───── Extrait de page ─────

Un premier pas en toute détente dans l’industrie du cinéma, à l’image de l’actrice qui sait naviguer avec un flegme et un naturel presque déconcertants dans une diversité de rôles déjà impressionnante, d’une hippie de la secte Manson chez Tarantino, à une apprentie none, une mère en détresse fuyant une relation violente ou plus récemment, une maîtresse dominatrice.

Pourtant, Margaret Qualley se destinait à une carrière de danseuse classique, où la décontraction n’a aucunement sa place, pour laquelle elle quittera le nid familial en Caroline du Nord à l’âge de 16 ans, direction New York et ses cours de ballet. Elle décidera finalement d’abandonner l’ingrate discipline de la danse classique, puis le mannequinat quelques années plus tard, que l’on se figure être des activités certainement trop silencieuses pour elle.

“C’est une bonne remarque. J’adore parler mais je l’ai réalisé très tard. Adolescente, je me donnais un genre, celui de la fille mystérieuse et timide alors que je suis venue au monde très bruyante et que j’étais une enfant maladroite et bavarde. Donc oui, pour répondre à la question, je pense que ça ne correspondait pas exactement à qui j’étais alors que parler est ce que je préfère dans mon métier.”

Si elle décroche son premier rôle important en la personne de Jill Garvey dans la série The Leftovers, c’est bel et bien la danse qui révélera son énergie débordante à l’écran, dans la publicité Kenzo réalisée par Spike Jonze en 2016, très remarquée et très réussie. L’aspirante actrice n’avait pas dansé depuis cinq ans et à rebours de toute logique d’une industrie qui choisit ses actrices égéries sur leur notoriété préexistante, sa révélation a eu lieu grâce à une publicité pour un parfum mais où elle a prouvé qu’elle savait tout faire et tout exprimer, avec ses yeux, son visage et son corps.

───── Liste présentée ─────

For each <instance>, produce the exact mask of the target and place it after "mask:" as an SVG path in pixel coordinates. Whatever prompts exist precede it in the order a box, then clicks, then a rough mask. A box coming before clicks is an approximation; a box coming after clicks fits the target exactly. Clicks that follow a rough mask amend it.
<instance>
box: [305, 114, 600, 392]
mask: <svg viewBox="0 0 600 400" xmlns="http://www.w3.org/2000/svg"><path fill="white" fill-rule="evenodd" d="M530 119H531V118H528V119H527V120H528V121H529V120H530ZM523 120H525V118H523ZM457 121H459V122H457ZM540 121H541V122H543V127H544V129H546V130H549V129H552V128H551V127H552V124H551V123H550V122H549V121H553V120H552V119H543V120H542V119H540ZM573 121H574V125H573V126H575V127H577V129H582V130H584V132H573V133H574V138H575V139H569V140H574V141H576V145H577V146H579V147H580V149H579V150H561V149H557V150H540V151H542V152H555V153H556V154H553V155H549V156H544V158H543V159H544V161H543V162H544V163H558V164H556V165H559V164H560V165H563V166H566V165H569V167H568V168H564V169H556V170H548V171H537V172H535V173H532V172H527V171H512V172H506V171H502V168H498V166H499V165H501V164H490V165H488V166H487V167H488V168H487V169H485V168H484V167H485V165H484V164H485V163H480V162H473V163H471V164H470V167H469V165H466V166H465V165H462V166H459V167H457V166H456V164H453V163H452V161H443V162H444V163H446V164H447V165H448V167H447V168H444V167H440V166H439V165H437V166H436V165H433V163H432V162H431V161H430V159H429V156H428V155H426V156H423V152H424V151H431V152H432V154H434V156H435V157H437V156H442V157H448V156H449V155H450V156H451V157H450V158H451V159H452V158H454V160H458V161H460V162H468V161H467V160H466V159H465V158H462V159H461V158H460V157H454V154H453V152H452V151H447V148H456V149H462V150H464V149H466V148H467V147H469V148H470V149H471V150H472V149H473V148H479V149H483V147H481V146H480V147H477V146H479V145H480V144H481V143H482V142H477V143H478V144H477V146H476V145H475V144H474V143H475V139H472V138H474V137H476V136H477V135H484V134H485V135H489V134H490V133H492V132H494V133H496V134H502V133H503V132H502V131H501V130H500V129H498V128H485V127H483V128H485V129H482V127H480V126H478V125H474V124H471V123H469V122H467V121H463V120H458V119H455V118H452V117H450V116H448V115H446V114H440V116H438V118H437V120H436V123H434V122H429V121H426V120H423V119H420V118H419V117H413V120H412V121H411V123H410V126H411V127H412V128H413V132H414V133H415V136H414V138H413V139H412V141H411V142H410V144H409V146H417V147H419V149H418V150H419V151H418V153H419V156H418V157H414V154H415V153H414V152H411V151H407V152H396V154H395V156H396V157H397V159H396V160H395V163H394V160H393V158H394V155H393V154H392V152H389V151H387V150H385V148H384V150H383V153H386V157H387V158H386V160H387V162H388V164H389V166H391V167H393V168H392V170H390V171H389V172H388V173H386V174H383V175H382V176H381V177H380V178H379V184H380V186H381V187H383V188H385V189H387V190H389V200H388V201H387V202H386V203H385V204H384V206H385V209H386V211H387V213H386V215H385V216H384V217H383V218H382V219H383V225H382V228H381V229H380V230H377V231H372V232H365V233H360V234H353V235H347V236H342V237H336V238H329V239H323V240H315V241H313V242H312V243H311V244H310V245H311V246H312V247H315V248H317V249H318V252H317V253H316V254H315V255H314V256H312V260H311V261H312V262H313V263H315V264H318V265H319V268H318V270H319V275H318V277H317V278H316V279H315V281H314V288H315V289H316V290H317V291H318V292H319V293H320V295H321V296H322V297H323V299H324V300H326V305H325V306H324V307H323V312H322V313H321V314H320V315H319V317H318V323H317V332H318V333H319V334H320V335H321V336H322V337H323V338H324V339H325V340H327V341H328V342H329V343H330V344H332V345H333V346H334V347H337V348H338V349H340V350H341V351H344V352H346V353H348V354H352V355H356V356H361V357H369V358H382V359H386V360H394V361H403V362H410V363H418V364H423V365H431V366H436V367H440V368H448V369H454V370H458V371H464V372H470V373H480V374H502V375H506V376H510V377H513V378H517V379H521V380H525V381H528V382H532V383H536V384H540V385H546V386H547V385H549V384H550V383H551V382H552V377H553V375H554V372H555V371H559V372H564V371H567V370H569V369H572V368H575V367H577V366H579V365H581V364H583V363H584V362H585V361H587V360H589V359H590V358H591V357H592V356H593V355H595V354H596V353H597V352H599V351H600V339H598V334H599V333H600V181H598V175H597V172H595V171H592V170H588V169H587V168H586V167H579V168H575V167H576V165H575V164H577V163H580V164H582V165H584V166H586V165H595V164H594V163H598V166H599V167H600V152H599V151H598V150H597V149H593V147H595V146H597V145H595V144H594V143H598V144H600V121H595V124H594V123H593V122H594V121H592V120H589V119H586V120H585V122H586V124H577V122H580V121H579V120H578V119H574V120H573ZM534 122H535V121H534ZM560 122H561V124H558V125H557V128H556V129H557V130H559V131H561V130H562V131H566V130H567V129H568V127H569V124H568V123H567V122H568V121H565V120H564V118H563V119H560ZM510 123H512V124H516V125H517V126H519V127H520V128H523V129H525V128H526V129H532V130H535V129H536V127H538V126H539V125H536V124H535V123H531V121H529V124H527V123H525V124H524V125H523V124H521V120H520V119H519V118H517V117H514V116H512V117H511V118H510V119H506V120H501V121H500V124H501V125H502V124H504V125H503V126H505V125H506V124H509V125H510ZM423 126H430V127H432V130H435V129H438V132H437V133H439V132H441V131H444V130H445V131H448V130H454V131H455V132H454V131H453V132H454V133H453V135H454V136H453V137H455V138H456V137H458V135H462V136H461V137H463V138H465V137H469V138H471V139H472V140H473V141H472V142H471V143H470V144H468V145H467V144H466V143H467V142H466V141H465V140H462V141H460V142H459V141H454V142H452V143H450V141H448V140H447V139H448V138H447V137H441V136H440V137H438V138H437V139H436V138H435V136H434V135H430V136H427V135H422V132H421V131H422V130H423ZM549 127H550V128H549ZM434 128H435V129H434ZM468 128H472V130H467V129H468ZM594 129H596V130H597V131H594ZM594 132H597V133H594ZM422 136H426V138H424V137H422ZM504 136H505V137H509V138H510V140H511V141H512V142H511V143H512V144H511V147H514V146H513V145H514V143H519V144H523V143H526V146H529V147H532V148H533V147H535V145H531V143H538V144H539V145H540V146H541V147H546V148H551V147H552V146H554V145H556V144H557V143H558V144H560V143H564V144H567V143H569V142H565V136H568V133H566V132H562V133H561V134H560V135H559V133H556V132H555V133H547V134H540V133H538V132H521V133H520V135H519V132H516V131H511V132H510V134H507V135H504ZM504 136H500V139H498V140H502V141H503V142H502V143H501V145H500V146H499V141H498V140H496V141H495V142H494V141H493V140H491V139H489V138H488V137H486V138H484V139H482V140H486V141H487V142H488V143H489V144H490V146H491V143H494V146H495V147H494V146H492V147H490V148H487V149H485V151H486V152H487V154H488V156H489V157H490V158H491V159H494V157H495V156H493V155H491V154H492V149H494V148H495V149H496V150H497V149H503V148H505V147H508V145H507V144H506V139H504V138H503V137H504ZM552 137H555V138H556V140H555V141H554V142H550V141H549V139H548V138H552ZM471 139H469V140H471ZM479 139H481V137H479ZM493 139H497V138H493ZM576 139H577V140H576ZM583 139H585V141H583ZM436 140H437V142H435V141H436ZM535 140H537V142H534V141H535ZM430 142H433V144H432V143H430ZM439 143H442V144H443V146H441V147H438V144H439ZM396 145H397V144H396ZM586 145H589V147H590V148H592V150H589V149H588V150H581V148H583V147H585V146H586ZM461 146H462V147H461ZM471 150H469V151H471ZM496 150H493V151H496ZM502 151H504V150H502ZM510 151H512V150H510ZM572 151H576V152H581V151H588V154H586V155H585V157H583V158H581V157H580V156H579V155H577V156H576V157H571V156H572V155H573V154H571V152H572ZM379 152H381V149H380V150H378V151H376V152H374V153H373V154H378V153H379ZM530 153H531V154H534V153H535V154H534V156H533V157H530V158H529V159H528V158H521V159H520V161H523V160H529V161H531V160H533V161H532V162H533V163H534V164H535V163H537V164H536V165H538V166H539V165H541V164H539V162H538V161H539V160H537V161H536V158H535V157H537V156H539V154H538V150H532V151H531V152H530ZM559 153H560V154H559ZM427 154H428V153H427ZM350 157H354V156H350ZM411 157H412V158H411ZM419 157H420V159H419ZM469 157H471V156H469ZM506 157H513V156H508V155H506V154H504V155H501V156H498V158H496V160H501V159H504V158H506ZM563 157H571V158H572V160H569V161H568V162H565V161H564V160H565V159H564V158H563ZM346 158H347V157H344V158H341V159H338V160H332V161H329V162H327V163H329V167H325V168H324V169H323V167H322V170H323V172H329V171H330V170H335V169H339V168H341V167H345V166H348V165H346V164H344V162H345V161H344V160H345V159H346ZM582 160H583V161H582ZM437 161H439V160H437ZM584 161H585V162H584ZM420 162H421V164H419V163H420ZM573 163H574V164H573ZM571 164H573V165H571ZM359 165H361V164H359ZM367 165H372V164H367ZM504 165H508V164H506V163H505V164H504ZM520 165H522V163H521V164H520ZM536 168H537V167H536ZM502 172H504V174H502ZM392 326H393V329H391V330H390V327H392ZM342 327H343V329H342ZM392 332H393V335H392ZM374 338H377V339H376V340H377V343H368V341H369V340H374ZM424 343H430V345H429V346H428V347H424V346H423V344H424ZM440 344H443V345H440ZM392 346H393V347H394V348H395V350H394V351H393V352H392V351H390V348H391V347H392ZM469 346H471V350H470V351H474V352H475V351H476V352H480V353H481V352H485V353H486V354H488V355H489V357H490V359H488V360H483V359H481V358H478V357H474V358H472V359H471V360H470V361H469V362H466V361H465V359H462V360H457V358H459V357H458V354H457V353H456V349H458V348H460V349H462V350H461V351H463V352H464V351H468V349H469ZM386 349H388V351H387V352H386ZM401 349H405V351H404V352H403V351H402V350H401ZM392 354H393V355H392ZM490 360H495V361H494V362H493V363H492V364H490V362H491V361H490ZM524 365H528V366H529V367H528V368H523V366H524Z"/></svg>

─────
───── Liste présentée ─────

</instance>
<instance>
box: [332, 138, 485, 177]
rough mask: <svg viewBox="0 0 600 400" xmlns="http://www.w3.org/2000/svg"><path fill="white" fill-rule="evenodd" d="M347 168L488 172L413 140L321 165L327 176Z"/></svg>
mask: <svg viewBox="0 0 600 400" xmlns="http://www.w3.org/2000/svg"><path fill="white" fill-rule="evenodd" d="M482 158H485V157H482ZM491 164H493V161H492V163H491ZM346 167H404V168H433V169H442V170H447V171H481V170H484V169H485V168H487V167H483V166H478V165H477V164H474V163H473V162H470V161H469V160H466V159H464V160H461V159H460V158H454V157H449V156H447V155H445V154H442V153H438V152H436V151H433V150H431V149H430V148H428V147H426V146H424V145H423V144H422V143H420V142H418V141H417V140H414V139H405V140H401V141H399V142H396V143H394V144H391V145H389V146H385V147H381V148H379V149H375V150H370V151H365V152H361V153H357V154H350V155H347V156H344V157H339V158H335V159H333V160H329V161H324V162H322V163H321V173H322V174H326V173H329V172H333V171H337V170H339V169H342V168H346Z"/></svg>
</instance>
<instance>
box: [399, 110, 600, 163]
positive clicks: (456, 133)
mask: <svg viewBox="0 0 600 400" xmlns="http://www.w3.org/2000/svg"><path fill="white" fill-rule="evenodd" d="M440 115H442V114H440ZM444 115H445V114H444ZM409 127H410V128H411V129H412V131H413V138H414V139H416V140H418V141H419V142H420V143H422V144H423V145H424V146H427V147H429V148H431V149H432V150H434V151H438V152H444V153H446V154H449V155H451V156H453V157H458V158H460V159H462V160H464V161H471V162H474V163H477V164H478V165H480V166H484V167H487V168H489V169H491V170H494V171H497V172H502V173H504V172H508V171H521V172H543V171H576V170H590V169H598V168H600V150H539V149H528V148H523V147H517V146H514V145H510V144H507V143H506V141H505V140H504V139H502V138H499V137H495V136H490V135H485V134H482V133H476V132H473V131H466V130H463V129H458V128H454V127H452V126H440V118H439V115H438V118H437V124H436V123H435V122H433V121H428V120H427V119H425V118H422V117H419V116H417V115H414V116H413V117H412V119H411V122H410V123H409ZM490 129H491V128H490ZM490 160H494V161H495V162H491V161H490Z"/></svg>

─────

Tâche assignée 1: Transcrivez l'extrait consacré à Margaret Qualley depuis « Un premier pas » jusqu'à « une maîtresse dominatrice. » inclus.
Tâche assignée 2:
Répondez aux questions suivantes à partir de l'extrait consacré à Margaret Qualley.
(a) À quel âge a-t-elle quitté le nid familial en Caroline du Nord ?
(b) Quel personnage interprète-t-elle dans la série The Leftovers ?
(c) Qui a réalisé la publicité Kenzo, et en quelle année ?
La liste ci-dessus n'est d'aucune utilité ici.

Résultat attendu 1:
Un premier pas en toute détente dans l’industrie du cinéma, à l’image de l’actrice qui sait naviguer avec un flegme et un naturel presque déconcertants dans une diversité de rôles déjà impressionnante, d’une hippie de la secte Manson chez Tarantino, à une apprentie none, une mère en détresse fuyant une relation violente ou plus récemment, une maîtresse dominatrice.

Résultat attendu 2:
(a) À l'âge de 16 ans.
(b) Jill Garvey.
(c) Spike Jonze, en 2016.